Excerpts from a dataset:

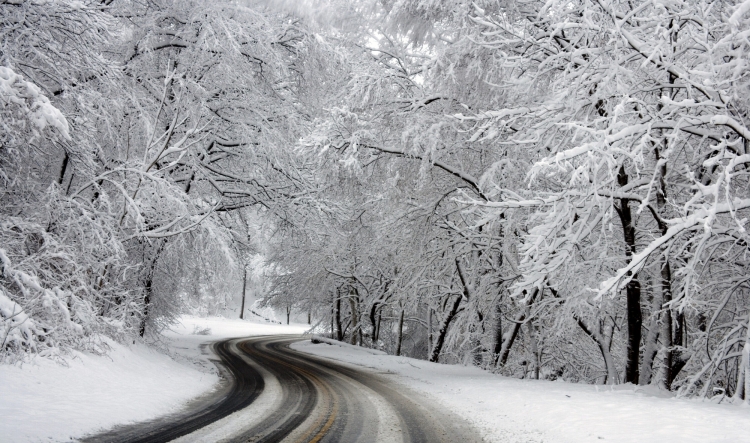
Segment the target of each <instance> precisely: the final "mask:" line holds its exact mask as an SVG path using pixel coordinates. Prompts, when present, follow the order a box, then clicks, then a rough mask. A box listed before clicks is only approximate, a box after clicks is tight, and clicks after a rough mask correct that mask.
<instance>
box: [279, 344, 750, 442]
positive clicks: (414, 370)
mask: <svg viewBox="0 0 750 443" xmlns="http://www.w3.org/2000/svg"><path fill="white" fill-rule="evenodd" d="M333 343H335V342H333ZM292 348H294V349H297V350H299V351H302V352H308V353H311V354H315V355H319V356H322V357H328V358H331V359H335V360H339V361H343V362H347V363H352V364H355V365H358V366H364V367H367V368H371V369H375V370H377V371H378V372H380V373H382V372H383V371H387V372H389V373H390V374H392V375H388V377H389V378H391V379H392V380H394V381H396V382H401V383H404V384H406V385H408V386H409V387H411V388H412V389H414V390H417V391H422V392H424V393H426V394H427V395H429V396H431V397H433V398H434V399H436V400H437V401H438V402H439V403H442V404H443V405H444V406H446V407H447V408H449V409H450V410H452V411H453V412H455V413H457V414H458V415H460V416H463V417H464V418H466V419H467V420H469V421H470V422H471V423H473V424H474V425H475V426H476V427H477V428H478V429H479V430H480V432H482V433H483V435H484V437H485V439H486V440H487V441H490V442H502V443H515V442H524V443H525V442H549V443H558V442H559V443H566V442H570V443H573V442H575V443H579V442H580V443H582V442H618V443H630V442H633V443H635V442H637V443H642V442H659V443H671V442H674V443H691V442H695V443H708V442H727V443H742V442H750V408H748V407H746V406H736V405H727V404H714V403H709V402H704V401H699V400H685V399H676V398H672V397H669V396H668V395H665V393H664V392H658V391H656V392H654V391H649V390H644V389H641V388H637V387H634V386H632V385H622V386H616V387H614V388H611V387H608V386H607V387H605V386H592V385H579V384H572V383H565V382H562V381H559V382H552V381H542V380H518V379H513V378H508V377H501V376H498V375H494V374H491V373H488V372H486V371H482V370H480V369H478V368H473V367H465V366H456V365H441V364H436V363H430V362H427V361H423V360H416V359H412V358H406V357H396V356H390V355H383V354H382V353H379V352H378V351H373V350H368V349H363V348H357V347H353V346H350V345H343V346H340V345H338V344H335V345H329V344H327V343H321V344H313V343H311V342H310V341H309V340H305V341H302V342H298V343H294V344H293V345H292ZM660 394H661V395H660Z"/></svg>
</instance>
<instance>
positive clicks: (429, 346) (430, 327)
mask: <svg viewBox="0 0 750 443" xmlns="http://www.w3.org/2000/svg"><path fill="white" fill-rule="evenodd" d="M431 350H432V308H431V307H430V306H429V305H427V358H430V351H431Z"/></svg>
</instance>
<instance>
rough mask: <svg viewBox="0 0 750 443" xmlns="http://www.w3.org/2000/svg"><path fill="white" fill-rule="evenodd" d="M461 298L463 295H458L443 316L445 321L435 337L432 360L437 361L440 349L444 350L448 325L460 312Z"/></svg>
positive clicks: (443, 318) (440, 324)
mask: <svg viewBox="0 0 750 443" xmlns="http://www.w3.org/2000/svg"><path fill="white" fill-rule="evenodd" d="M461 300H463V296H458V297H456V299H455V300H454V301H453V304H452V305H451V307H450V310H448V313H447V314H446V315H445V317H444V318H443V322H442V323H441V324H440V329H438V333H437V337H435V345H434V346H433V347H432V352H431V353H430V361H431V362H434V363H437V361H438V358H439V357H440V351H442V350H443V344H445V334H446V333H447V332H448V326H449V325H450V324H451V321H453V317H455V316H456V313H457V312H458V306H459V305H460V304H461Z"/></svg>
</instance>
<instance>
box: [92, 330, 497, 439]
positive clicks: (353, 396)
mask: <svg viewBox="0 0 750 443" xmlns="http://www.w3.org/2000/svg"><path fill="white" fill-rule="evenodd" d="M300 339H301V338H300V337H295V338H289V337H288V336H286V337H283V336H278V337H277V336H273V337H253V338H244V339H232V340H225V341H221V342H218V343H215V344H213V345H212V349H213V351H214V352H215V353H216V355H217V356H219V358H221V366H222V367H223V368H224V371H225V373H226V375H227V377H226V378H227V379H228V380H232V382H230V383H226V384H225V385H223V386H222V388H221V389H219V390H218V391H217V392H214V393H212V394H210V395H208V396H205V397H203V398H199V399H197V400H195V401H194V402H192V403H191V405H190V407H189V408H188V411H185V412H183V413H181V414H176V415H173V416H169V417H165V418H161V419H158V420H154V421H153V422H149V423H143V424H136V425H131V426H127V427H120V428H116V429H113V430H111V431H109V432H107V433H103V434H99V435H96V436H92V437H90V438H87V439H85V440H84V441H86V442H121V443H125V442H127V443H136V442H137V443H146V442H149V443H150V442H166V441H172V440H175V439H176V440H177V441H178V442H194V441H203V442H216V441H222V442H243V443H245V442H248V443H249V442H253V443H255V442H290V443H328V442H347V443H349V442H362V443H370V442H373V443H375V442H377V443H381V442H382V443H391V442H398V443H402V442H403V443H437V442H457V441H460V442H462V443H472V442H480V441H482V439H481V438H480V437H479V435H478V434H477V433H476V431H475V430H474V429H472V428H471V427H470V426H469V425H468V424H466V423H465V422H464V421H463V420H462V419H460V418H459V417H458V416H456V415H455V414H453V413H452V412H450V411H448V410H446V409H444V408H442V407H440V406H437V405H435V404H434V402H433V403H428V400H427V399H425V398H424V396H422V395H420V394H417V393H415V392H413V391H411V390H409V389H407V388H405V387H404V386H401V385H397V384H395V383H393V382H392V381H390V380H388V379H387V378H386V377H384V376H383V375H382V374H378V373H376V372H374V371H371V370H367V369H360V368H357V367H354V366H350V365H346V364H340V363H337V362H334V361H331V360H328V359H323V358H318V357H315V356H311V355H309V354H304V353H301V352H297V351H294V350H291V349H290V348H289V344H290V343H293V342H294V341H298V340H300ZM321 346H325V345H321Z"/></svg>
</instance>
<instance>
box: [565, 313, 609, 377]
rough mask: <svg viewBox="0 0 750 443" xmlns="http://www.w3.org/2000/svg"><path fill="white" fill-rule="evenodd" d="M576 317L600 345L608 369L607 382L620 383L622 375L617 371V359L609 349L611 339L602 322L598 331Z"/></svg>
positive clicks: (604, 364)
mask: <svg viewBox="0 0 750 443" xmlns="http://www.w3.org/2000/svg"><path fill="white" fill-rule="evenodd" d="M575 319H576V321H577V322H578V326H580V328H581V329H582V330H583V332H584V333H586V335H588V336H589V337H590V338H591V339H592V340H594V342H595V343H596V345H597V346H598V347H599V352H601V354H602V359H604V369H605V370H606V371H607V379H606V380H605V383H606V384H608V385H616V384H618V383H619V382H620V376H619V374H618V373H617V368H615V360H614V359H613V358H612V354H611V353H610V351H609V345H610V343H609V340H607V339H606V336H605V335H604V334H603V333H602V330H601V326H602V325H601V322H600V323H599V330H598V331H597V330H596V329H592V328H589V327H588V325H587V324H586V323H585V322H584V321H583V320H582V319H580V318H578V317H575Z"/></svg>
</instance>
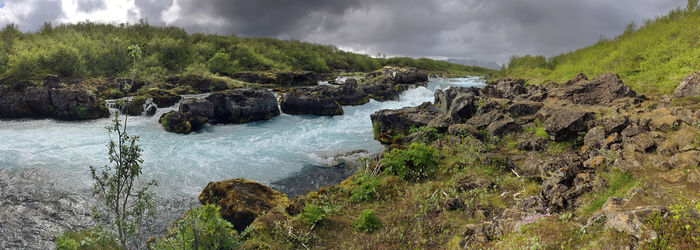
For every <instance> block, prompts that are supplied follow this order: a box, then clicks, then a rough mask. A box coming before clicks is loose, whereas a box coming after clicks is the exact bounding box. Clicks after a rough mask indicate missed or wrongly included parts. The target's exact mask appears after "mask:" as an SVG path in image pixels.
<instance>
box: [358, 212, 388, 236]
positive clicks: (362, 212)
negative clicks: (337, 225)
mask: <svg viewBox="0 0 700 250" xmlns="http://www.w3.org/2000/svg"><path fill="white" fill-rule="evenodd" d="M352 227H353V228H354V229H355V231H358V232H362V233H371V232H373V231H374V230H377V229H379V228H381V227H382V221H380V220H379V218H378V217H377V215H375V214H374V210H372V209H366V210H363V211H362V212H360V216H358V217H357V219H355V221H354V222H353V223H352Z"/></svg>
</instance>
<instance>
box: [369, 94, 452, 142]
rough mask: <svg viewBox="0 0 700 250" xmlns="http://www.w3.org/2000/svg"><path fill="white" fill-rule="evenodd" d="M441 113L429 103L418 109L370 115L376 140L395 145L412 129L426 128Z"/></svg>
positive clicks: (374, 135)
mask: <svg viewBox="0 0 700 250" xmlns="http://www.w3.org/2000/svg"><path fill="white" fill-rule="evenodd" d="M441 113H442V111H441V110H440V109H438V108H437V107H435V106H433V104H431V103H429V102H425V103H423V104H421V105H420V106H417V107H406V108H402V109H398V110H390V109H384V110H380V111H377V112H375V113H374V114H372V115H370V119H371V120H372V127H373V128H374V139H376V140H378V141H380V142H382V143H394V142H395V141H396V140H397V139H399V138H400V137H402V136H405V135H407V134H408V132H409V130H410V129H411V128H412V127H414V128H419V127H423V126H426V125H428V123H430V121H431V120H433V119H434V118H435V117H437V116H438V115H440V114H441Z"/></svg>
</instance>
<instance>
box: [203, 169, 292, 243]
mask: <svg viewBox="0 0 700 250" xmlns="http://www.w3.org/2000/svg"><path fill="white" fill-rule="evenodd" d="M199 201H200V202H201V203H202V204H216V205H218V206H220V207H221V210H220V212H221V216H222V217H223V218H224V219H225V220H227V221H229V222H231V223H232V224H233V226H234V228H235V229H236V230H238V231H239V232H242V231H243V230H244V229H245V228H246V227H247V226H248V225H250V224H251V223H253V221H254V220H255V218H257V217H258V216H260V215H262V214H264V213H265V212H267V211H269V210H271V209H273V208H275V207H278V206H280V207H284V208H286V207H287V205H288V204H289V199H288V198H287V196H286V195H284V194H283V193H280V192H277V191H275V190H273V189H271V188H269V187H268V186H265V185H262V184H260V183H257V182H254V181H249V180H245V179H231V180H225V181H220V182H210V183H209V184H208V185H207V186H206V187H205V188H204V190H202V193H201V194H200V195H199Z"/></svg>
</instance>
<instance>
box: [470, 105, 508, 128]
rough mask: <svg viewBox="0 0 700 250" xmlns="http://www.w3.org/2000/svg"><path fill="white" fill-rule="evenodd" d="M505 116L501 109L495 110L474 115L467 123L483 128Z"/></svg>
mask: <svg viewBox="0 0 700 250" xmlns="http://www.w3.org/2000/svg"><path fill="white" fill-rule="evenodd" d="M504 117H505V114H503V112H501V111H500V110H493V111H491V112H488V113H486V114H483V115H477V116H473V117H472V118H470V119H469V120H467V122H466V124H469V125H471V126H474V127H475V128H477V129H483V128H486V127H487V126H489V125H490V124H491V123H494V122H496V121H498V120H501V119H503V118H504Z"/></svg>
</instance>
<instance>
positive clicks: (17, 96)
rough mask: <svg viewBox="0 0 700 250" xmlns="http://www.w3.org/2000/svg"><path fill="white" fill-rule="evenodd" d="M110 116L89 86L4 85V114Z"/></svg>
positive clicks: (104, 116)
mask: <svg viewBox="0 0 700 250" xmlns="http://www.w3.org/2000/svg"><path fill="white" fill-rule="evenodd" d="M103 117H109V110H108V109H107V107H106V106H105V103H104V101H103V100H101V99H99V98H97V97H96V96H95V95H94V94H92V93H90V92H88V91H85V90H73V89H66V88H59V89H55V88H42V87H27V88H23V89H21V90H15V89H11V88H8V87H6V86H0V118H6V119H7V118H9V119H16V118H54V119H59V120H89V119H97V118H103Z"/></svg>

# Exercise requirements:
Any pictures are to be skipped, and the lines from the beginning of the entries through the line with "box: [279, 344, 750, 442]" copied exactly.

# Your solution:
Segment the target of each <instance> precisely: the final "mask:" line holds its exact mask as an SVG path using pixel coordinates. Prompts, when present, follow the order a box, then clicks, then a rough mask. A box listed before clicks is only approximate, a box after clicks is tight, and clicks after a rough mask correct that mask.
<instance>
box: [279, 344, 750, 442]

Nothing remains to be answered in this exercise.